*** Provided text

In [48]:
import os
import re
import nltk
import string
import random
import numpy as np
import scipy.linalg
import pandas as pd
from nltk.corpus import stopwords
from nltk.tokenize import word_tokenize
nltk.download('punkt')

[nltk_data] Downloading package punkt to
[nltk_data]     /Users/franciscofurey/nltk_data...
[nltk_data]   Package punkt is already up-to-date!


True

# Differents approaches of Markov Chains

### Using as example the menu of a restauran (burger, pizza and hotdog)

In [49]:
# State representation
def get_states() -> dict:
    """Return the mapping of state indices to state names."""
    return {
        0: "Burger",
        1: "Pizza",
        2: "Hotdog"
    }

# Transition Matrix
def get_transition_matrix() -> np.ndarray:
    """Return the transition matrix A."""
    return np.array([[0.2, 0.6, 0.2], [0.3, 0.0, 0.7], [0.5, 0.0, 0.5]])


In [50]:
def random_walk(start_state: int, steps: int) -> None:
    """Perform a random walk on the Markov chain given a start state and number of steps."""
    
    A = get_transition_matrix()  # Retrieve the transition matrix for the Markov chain
    state = get_states()  # Get the possible states in the Markov chain
    curr_state = start_state  # Initialize the current state with the start state
    print(state[curr_state], "--->", end=" ")  # Print the start state
    
    while steps - 1:  # Continue the walk until the desired number of steps is reached
        curr_state = np.random.choice([0, 1, 2], p=A[curr_state])  # Choose the next state based on the current state's transition probabilities
        print(state[curr_state], "--->", end=" ")  # Print the current state after each step
        steps -= 1  # Decrement the steps counter
    print("stop")  # Indicate that the walk has stopped



In [51]:
def monte_carlo(start_state: int, steps: int) -> None:
    """Estimate steady state probabilities using the Monte Carlo approach."""
    
    A = get_transition_matrix()  # Retrieve the transition matrix for the Markov chain
    curr_state = start_state  # Initialize the current state with the start state
    pi = np.array([0, 0, 0])  # Initialize a vector to count the visits to each state
    pi[start_state] = 1  # Start by marking the initial state as visited once

    for i in range(steps):  # Iterate through the number of steps
        curr_state = np.random.choice([0, 1, 2], p=A[curr_state])  # Choose the next state based on current state's transition probabilities
        pi[curr_state] += 1  # Increment the count for the visited state

    print("π = ", pi / steps)  # Calculate and print the estimated steady state probabilities by normalizing the counts



In [52]:
def repeated_matrix_multiplication(steps: int) -> None:
    """Calculate steady state probabilities using repeated matrix multiplication."""

******
*** Extracted data

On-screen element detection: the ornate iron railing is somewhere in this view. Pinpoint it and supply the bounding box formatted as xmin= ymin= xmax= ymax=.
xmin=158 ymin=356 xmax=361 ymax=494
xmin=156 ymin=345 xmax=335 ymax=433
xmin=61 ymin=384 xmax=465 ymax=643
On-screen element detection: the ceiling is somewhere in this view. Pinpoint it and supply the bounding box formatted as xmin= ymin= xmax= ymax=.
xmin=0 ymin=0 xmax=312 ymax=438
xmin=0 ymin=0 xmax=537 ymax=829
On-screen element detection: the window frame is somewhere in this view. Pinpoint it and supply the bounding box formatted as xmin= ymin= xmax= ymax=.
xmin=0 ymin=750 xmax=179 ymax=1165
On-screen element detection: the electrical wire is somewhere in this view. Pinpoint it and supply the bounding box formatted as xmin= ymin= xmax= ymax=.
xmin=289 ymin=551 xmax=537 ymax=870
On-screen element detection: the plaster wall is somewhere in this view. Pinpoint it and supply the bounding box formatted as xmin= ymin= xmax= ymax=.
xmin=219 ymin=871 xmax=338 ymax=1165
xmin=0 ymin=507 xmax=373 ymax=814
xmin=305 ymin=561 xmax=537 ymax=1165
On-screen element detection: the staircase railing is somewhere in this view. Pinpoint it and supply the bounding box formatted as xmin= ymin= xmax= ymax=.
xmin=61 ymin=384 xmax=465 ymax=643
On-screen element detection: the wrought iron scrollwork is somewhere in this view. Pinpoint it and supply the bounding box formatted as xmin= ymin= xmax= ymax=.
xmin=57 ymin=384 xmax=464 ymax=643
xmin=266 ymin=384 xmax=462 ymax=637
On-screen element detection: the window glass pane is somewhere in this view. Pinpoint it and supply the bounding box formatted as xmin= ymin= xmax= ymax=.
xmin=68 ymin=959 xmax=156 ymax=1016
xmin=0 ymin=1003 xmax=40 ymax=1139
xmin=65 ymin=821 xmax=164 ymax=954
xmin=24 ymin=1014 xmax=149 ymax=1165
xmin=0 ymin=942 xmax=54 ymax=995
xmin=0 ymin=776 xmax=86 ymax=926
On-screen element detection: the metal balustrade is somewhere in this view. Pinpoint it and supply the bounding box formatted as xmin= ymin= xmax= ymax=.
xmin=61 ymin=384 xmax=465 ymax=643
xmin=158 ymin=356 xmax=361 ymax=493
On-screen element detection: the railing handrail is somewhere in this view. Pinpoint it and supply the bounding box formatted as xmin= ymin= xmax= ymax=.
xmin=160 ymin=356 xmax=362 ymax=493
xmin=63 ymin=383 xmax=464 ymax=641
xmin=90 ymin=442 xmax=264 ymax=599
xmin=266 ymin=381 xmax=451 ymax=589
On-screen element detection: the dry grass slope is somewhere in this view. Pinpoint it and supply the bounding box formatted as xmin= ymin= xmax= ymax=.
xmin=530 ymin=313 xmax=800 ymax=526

******

List the name of every function defined in the Markov chains code above.

Response to the exercise:
get_states, get_transition_matrix, random_walk, monte_carlo, repeated_matrix_multiplication